__Actions to take__:
a) Shorten the paragraph of the typhoon post below that begins "The good news is that this storm," or turn it into a list, keeping its main facts.
b) Reproduce the part of the typhoon post below starting with "The good news" and going on through "one was hurt.".

__Text provided__:
Saturday, December 15, 2012

Typhoon Pablo





The R family heading home after the evacuation
 In light of the news I just saw about the tragedy in Connecticut, our trials here on Negros seem hardly serious.  We are so grateful that the people here on this island are all safe, the families we know lost no one to the typhoon, and the damage is all repairable. Although, those on the southeastern island of Mindanao , the large island just south of us did not fare so well.  Many hundreds lost their lives, and there was terrible destruction to property as well.  In the face of such devastation, we wish we could hold each of our children and grandchildren tight tonight, like Pres. Obama envisioned.  We count on you to do that for us and for each other.  We pray mightily for the families in those communities who have lost so much. May God fill their hearts with love and peace and the strength to reach out for help and support rather than allowing hatred or malice or despair to do further damage.  I hope they can picture a whole world of people helping them to hold and carry their grief, not just as a media event, but as mothers and fathers all over the world, who are stopping to mourn with them. Because that's what we are doing.
Two mango trees topple on the M's house
And still we will report on our island in the typhoon last week, though with renewed perspective. You might think that typhoons are normal here, and they are, but the big one last year with its crushing landslides and heavy rains and flooding and then this “super typhoon” last week, with its quick destruction and furious winds, are both way beyond normal.  The old folks in this area say there have never been winds this strong in their life time.  The high winds caused much death and destruction on the windward Island of Mindinao, and usually it stops there, but this one gathered its strength back up over the short ocean distance between, and did a lot of damage on our side of Negros as well.  Huge, ancient trees were torn out by the roots.  We drove past one behemoth spread prostrate across the road, and a woman in our car said, “I remember playing in that tree on my way to school.”  The next day we drove past again with her father, and the man said the same thing his daughter had said about this old friend that was now crushing a small store across the street.
The good news is that this storm was predicted better and the warning was communicated better, and the timing was not as difficult as last year— when the flooding hit violently and unannounced in the middle of the night.  This time, church leaders had time to get permission to open the buildings for people to evacuate to.  And so people came in the afternoon and spent the night-- members of the church and neighbors--all sheltering and being fed while the worst of it blew over that evening. Some went home the next day to no damage, some went home to roofs blown off or trees uprooted and crushing their homes, but no one was hurt.

__Data listing__:
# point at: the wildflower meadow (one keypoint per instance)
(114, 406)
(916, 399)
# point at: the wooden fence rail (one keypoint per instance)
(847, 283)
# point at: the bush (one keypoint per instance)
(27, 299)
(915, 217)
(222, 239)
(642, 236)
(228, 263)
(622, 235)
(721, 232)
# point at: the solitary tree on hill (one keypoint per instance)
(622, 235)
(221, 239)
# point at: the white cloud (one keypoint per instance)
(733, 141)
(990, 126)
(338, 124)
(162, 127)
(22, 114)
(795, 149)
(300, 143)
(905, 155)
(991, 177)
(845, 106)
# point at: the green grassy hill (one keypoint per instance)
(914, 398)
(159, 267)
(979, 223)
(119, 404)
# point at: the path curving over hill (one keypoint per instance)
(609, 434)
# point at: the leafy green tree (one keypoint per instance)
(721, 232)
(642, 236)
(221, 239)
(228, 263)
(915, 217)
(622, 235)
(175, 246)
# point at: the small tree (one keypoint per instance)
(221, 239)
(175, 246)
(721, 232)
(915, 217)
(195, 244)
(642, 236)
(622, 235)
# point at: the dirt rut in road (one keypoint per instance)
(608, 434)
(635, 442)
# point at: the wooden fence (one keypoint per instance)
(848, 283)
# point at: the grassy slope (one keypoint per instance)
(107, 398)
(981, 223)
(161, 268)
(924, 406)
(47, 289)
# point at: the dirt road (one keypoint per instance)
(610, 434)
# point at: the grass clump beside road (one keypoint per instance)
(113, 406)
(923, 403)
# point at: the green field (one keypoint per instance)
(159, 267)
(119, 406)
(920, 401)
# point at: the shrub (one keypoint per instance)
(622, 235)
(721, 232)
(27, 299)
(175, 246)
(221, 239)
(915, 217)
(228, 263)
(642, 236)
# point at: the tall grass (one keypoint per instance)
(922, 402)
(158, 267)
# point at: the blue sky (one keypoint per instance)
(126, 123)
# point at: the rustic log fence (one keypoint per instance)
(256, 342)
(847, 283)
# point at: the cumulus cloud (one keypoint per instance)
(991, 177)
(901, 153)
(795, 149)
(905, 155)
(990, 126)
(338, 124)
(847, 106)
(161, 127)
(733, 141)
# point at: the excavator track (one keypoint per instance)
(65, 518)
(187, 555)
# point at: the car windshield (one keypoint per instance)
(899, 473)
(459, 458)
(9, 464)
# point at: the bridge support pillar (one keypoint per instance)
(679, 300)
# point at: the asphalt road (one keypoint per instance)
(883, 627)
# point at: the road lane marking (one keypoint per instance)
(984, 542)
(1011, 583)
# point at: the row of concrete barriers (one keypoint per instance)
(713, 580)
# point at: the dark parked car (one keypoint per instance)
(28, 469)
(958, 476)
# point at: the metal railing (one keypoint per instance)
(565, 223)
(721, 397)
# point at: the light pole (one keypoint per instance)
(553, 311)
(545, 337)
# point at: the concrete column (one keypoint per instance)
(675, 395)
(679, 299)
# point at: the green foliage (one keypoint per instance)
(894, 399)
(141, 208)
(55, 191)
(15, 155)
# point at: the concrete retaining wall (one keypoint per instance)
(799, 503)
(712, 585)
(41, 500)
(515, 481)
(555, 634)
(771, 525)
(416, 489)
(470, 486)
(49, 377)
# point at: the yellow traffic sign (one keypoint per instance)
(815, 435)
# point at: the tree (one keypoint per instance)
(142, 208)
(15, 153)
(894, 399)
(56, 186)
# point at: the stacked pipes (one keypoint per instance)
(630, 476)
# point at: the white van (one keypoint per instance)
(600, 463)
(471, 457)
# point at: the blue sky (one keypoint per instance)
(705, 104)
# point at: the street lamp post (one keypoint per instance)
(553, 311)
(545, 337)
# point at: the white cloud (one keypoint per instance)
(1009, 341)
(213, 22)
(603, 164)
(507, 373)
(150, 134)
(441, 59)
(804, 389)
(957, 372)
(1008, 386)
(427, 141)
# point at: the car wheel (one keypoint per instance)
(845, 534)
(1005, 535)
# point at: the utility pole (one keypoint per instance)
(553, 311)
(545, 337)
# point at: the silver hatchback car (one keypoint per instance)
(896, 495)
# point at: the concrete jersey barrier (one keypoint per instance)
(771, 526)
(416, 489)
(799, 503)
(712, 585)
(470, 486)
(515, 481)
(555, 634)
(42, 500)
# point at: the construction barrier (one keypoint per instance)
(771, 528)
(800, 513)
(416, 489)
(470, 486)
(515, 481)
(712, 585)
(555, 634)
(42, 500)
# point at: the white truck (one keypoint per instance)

__Solution set__:
a)
- The storm was predicted and announced better than last year's, when floods struck without warning in the middle of the night.
- Church leaders had time to get permission to open the church buildings for evacuees.
- Church members and neighbors arrived in the afternoon, were fed, and spent the night while the worst of the storm passed that evening.
- The next day some returned to undamaged homes and others to torn-off roofs or homes crushed by uprooted trees, but no one was hurt.

b)
The good news is that this storm was predicted better and the warning was communicated better, and the timing was not as difficult as last year— when the flooding hit violently and unannounced in the middle of the night.  This time, church leaders had time to get permission to open the buildings for people to evacuate to.  And so people came in the afternoon and spent the night-- members of the church and neighbors--all sheltering and being fed while the worst of it blew over that evening. Some went home the next day to no damage, some went home to roofs blown off or trees uprooted and crushing their homes, but no one was hurt.